— BRIEF —
Each entry should be quoted word for word, including every mark of punctuation.

— Records from a collection —
---

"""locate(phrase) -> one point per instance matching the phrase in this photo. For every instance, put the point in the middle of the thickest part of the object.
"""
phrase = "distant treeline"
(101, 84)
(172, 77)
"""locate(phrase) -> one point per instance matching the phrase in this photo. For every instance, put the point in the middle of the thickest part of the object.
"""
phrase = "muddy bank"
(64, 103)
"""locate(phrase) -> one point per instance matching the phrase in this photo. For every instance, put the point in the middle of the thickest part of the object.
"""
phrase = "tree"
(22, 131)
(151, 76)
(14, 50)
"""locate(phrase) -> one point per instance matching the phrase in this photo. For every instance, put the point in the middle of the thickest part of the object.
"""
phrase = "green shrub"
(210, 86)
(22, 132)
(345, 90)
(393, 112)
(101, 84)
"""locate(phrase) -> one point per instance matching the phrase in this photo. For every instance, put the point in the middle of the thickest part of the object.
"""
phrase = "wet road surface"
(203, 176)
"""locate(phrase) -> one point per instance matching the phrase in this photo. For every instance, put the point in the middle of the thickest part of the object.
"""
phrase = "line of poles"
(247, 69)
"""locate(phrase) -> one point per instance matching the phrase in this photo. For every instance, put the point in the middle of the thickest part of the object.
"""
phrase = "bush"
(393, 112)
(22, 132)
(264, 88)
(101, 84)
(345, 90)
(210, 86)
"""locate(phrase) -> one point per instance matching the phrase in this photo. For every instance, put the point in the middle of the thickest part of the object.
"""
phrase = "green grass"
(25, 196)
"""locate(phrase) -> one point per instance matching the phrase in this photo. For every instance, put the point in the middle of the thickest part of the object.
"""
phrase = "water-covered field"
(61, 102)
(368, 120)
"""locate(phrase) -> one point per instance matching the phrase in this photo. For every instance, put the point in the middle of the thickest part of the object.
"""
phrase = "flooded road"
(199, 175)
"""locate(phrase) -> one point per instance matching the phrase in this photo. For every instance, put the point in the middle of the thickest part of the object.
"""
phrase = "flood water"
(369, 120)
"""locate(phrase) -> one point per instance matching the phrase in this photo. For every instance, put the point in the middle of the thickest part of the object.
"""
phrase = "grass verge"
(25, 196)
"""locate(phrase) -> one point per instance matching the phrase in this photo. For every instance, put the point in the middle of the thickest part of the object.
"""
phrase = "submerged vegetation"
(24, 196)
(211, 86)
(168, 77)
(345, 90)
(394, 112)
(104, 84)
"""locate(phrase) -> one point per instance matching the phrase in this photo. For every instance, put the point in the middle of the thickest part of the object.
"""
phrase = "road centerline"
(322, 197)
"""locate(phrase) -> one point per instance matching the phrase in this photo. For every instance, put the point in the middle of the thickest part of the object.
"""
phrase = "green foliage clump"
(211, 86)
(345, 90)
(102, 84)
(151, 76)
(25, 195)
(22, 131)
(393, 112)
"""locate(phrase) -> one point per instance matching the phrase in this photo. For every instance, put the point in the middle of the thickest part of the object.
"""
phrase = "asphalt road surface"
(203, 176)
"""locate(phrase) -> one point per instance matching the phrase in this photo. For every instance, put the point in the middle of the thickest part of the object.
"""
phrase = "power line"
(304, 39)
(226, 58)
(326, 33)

---

— RESPONSE —
"""locate(phrase) -> one point per instance matching the phrase in this photo. For every instance, put the point in the middle of the thickest part of the object.
"""
phrase = "distant treeline"
(101, 84)
(172, 77)
"""locate(phrase) -> one point per instance matching the phrase in this photo. For every instance, put the point in the middle of the thickest part of the object.
"""
phrase = "muddy bank"
(64, 103)
"""locate(phrase) -> one point per instance matching the phrase in this photo. For every instance, put the point in the middle of the thickest part of the object.
"""
phrase = "tree"
(22, 131)
(151, 76)
(14, 50)
"""locate(phrase) -> one point per instance matching the phrase in this photo. For every instance, put the point in the middle of the thickest part of the object.
"""
phrase = "green shrub"
(210, 86)
(22, 132)
(345, 90)
(393, 112)
(101, 84)
"""locate(phrase) -> one point per instance matching the phrase in this photo. For every instance, put the point in the middle of the thickest part of the object.
"""
phrase = "wet road surface"
(203, 176)
"""locate(phrase) -> one point per instance matching the phrase in this photo. For every instance, put the point in the middle of the thickest part of the object.
"""
phrase = "line of poles"
(247, 69)
"""locate(phrase) -> one point per instance matching the phrase in this photo. For every instance, put the point in the middle of the thickest part of the object.
"""
phrase = "bush"
(393, 112)
(22, 132)
(264, 88)
(101, 84)
(345, 90)
(210, 86)
"""locate(phrase) -> one point per instance matching the phrase in this photo. For every instance, put the point in the middle of the thickest part of the object.
"""
phrase = "green grass"
(25, 196)
"""locate(phrase) -> one point per instance matching the phrase in this photo. For every instance, put the point in the middle of the thickest part of the object.
"""
phrase = "water-covered field"
(61, 102)
(368, 120)
"""locate(phrase) -> one point per instance matching the phrase in this photo. For every instance, put the point in the middle of the thickest part of the object.
"""
phrase = "flooded road"
(199, 175)
"""locate(phrase) -> one point per instance matching the phrase in this photo. For every instance, put the point in the middle of the thickest part of the object.
"""
phrase = "flood water"
(369, 120)
"""locate(phrase) -> one point per instance matching the phrase in this photo. For every instance, put the point in the middle of the thickest part of the object.
"""
phrase = "grass verge"
(25, 196)
"""locate(phrase) -> one point per instance matching the phrase in this photo. For every instance, put the point in the middle of the thickest part of the object.
"""
phrase = "submerged vegetation"
(24, 196)
(211, 86)
(168, 77)
(345, 90)
(394, 112)
(104, 84)
"""locate(phrase) -> one point per instance matching the phrase in this photo. For every instance, put the point in the middle of the thickest part of the object.
"""
phrase = "road centerline"
(322, 197)
"""locate(phrase) -> one point per instance matching the phrase in this photo. For every instance, put the point in the middle of the thickest part of the object.
"""
phrase = "green foliage clump"
(211, 86)
(345, 90)
(102, 84)
(151, 76)
(25, 195)
(22, 131)
(393, 112)
"""locate(phrase) -> one point per instance matching the phrase in this photo. For every instance, put the point in the middle of the thickest part of the object.
"""
phrase = "asphalt road surface"
(203, 176)
"""locate(phrase) -> one point per instance matching the phrase in this photo. For every instance, put the point in the middle of the thickest part of the object.
"""
phrase = "power line"
(304, 39)
(226, 58)
(326, 33)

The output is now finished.